**DATA FOR THIS EXERCISE:**
+-------+

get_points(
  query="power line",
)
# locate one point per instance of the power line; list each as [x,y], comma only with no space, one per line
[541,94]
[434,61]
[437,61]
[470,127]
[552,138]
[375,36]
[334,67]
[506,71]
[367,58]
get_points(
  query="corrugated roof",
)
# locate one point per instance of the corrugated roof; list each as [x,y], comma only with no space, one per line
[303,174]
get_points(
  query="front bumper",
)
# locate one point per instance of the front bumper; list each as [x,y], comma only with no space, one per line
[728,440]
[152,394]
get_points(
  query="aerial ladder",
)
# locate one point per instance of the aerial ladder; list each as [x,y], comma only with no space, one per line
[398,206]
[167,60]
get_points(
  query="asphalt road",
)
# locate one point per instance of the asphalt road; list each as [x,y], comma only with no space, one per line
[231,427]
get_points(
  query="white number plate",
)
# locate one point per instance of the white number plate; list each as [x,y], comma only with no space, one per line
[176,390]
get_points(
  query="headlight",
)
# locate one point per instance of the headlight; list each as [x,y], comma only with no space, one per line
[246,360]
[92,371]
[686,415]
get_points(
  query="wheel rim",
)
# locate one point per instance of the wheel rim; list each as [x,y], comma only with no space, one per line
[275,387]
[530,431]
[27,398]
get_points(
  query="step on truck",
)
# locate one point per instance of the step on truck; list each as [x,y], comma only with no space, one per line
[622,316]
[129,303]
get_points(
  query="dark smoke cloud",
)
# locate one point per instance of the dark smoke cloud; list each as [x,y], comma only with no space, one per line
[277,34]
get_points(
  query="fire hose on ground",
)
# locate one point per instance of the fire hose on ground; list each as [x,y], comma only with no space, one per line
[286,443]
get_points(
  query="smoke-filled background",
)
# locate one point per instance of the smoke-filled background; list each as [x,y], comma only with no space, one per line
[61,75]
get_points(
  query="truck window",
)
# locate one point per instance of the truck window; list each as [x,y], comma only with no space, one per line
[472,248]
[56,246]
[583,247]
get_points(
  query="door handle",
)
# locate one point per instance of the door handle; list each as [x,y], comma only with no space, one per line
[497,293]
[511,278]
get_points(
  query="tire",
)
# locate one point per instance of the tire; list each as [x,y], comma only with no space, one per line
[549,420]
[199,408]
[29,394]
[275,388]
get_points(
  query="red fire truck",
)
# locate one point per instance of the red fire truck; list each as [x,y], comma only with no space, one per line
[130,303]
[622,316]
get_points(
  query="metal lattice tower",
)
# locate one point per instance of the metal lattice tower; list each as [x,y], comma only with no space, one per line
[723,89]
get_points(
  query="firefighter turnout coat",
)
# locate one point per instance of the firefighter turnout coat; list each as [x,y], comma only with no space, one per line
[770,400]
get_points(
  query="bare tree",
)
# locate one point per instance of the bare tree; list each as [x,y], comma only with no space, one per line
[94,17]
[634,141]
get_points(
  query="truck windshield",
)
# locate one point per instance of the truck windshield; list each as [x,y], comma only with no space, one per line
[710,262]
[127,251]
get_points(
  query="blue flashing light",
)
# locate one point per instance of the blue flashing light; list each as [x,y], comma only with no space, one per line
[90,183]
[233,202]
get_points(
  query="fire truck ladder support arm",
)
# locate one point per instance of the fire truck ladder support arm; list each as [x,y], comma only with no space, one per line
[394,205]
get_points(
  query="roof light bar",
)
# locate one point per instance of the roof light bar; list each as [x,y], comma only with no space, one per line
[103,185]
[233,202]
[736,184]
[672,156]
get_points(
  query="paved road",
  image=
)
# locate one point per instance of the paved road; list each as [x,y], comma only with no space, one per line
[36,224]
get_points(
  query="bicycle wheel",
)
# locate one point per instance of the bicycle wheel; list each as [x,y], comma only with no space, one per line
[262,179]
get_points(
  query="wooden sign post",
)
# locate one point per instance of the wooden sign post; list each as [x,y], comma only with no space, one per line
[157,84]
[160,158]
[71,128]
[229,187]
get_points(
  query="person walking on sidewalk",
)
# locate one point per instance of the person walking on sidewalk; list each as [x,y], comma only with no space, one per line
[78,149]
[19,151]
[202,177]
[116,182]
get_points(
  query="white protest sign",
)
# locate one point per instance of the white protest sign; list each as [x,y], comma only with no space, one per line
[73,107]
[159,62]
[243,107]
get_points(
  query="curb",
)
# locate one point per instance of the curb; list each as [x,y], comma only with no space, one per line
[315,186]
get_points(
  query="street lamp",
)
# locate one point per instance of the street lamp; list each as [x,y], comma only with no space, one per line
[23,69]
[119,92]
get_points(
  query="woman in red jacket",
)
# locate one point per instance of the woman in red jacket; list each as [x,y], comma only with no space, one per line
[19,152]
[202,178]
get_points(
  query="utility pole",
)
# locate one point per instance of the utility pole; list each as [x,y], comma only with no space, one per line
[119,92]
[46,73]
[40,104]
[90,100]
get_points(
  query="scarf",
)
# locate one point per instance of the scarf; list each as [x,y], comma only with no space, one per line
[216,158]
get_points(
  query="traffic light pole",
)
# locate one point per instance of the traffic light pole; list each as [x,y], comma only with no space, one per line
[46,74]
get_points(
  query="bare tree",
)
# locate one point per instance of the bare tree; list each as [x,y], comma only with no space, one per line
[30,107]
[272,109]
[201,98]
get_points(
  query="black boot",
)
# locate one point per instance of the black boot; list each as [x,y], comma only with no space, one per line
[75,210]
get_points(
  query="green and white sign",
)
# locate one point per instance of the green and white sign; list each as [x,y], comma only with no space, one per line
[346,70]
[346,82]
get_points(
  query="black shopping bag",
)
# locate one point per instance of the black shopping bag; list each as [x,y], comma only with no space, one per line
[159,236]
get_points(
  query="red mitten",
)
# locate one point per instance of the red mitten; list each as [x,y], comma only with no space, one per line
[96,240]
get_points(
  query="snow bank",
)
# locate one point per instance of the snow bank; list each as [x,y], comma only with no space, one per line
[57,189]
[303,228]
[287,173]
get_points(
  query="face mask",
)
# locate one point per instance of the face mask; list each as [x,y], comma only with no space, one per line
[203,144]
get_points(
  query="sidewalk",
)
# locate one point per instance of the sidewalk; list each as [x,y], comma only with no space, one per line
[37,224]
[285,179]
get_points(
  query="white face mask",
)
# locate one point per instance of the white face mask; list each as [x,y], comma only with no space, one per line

+-------+

**PROBLEM DETAILS:**
Return every line of the rows above that contains the word "front". Case counts.

**REPLY TO THE TASK:**
  query="front bumper",
# locate one point per instance of the front bumper; list each as [x,y], comma only with no space, one per line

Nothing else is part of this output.